**Excerpt provided:**
↓

MR. SCOTT: Judge, I really don’t want to do that.
[DEFENSE COUNSEL]: They should wait until the evidence comes in.
THE COURT: [Defense counsel], I don’t think he has done that yet, but if he proceeds to do so, why it will be subject to objection at that point.
[DEFENSE COUNSEL]: Thank you. (The following proceedings continued in the hearing of the jury:)
MR. SCOTT: Ladies and Gentlemen, as I told you, she will tell you what happened and the evidence supporting forcible compulsion. I think you will also hear she said some things out there in order to try to save her life. I don’t want you to prejudge the evidence, I want you to wait until you hear it for yourself and decide it. I don’t want you to speculate as to what it would be. My question to you, solely, is this: is there anyone here who thinks that an assent to a crime which is obtained at knife point or by threat or force is the same as consent?
(No response.)
MR. SCOTT: She will tell you that she got in the defendant’s truck voluntarily, she was looking for a job and he offered her a ride and she got in.
[DEFENSE COUNSEL]: Same objection, Your Honor.
THE COURT: Be overruled.”

↑

**Recorded information:**
↓

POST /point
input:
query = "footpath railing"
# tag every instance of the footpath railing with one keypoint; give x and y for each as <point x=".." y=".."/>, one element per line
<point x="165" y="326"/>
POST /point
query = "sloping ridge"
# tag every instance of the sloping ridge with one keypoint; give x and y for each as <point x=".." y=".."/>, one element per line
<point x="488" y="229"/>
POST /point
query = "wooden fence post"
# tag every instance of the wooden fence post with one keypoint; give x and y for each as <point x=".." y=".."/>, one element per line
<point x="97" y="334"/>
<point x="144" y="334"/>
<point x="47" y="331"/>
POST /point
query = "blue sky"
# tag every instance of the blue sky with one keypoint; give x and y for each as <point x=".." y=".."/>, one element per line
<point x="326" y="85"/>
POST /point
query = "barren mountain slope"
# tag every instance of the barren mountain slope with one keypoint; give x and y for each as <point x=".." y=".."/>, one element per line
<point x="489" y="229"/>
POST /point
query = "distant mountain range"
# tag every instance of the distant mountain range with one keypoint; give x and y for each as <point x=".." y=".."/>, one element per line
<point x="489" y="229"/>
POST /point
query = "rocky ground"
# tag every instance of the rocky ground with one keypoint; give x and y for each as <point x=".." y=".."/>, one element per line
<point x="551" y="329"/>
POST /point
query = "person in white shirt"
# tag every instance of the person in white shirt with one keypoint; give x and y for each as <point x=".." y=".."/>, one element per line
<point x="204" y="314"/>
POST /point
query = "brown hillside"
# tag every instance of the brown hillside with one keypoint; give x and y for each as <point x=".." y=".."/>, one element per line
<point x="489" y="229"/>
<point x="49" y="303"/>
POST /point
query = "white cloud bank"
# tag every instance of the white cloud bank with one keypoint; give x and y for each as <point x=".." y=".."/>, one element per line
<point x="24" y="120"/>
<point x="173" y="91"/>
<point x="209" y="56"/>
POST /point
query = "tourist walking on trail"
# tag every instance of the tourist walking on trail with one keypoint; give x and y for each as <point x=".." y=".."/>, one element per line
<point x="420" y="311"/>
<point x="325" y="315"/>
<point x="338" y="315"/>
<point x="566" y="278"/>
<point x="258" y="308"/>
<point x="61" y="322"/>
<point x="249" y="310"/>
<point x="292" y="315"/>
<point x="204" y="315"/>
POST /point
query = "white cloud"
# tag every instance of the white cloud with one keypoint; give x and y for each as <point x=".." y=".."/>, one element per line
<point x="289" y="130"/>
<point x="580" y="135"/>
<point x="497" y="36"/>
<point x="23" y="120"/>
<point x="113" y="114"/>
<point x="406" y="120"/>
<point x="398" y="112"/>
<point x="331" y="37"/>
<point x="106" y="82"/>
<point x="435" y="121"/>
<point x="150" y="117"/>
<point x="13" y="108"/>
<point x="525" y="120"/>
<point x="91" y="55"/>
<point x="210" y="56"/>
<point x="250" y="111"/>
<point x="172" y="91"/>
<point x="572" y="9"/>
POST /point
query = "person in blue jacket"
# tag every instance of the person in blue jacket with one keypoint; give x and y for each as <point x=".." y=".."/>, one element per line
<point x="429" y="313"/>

↑

**Goals:**
**1)** Answer these questions about the courtroom transcript:
(a) According to defense counsel, what should they wait until?
(b) What response is recorded after Mr. Scott asks whether assent obtained at knife point is the same as consent?
(c) According to Mr. Scott, what was she looking for when she got into the truck?
**2)** Please filter the listing, keeping every line that contains the word "white".
The courtroom transcript and the listing are unrelated material.

**Responses for each task:**
**1)**
(a) Until the evidence comes in.
(b) No response.
(c) A job.

**2)**
query = "person in white shirt"
# tag every instance of the person in white shirt with one keypoint; give x and y for each as <point x=".." y=".."/>, one element per line
query = "white cloud bank"
# tag every instance of the white cloud bank with one keypoint; give x and y for each as <point x=".." y=".."/>, one element per line
query = "white cloud"
# tag every instance of the white cloud with one keypoint; give x and y for each as <point x=".." y=".."/>, one element per line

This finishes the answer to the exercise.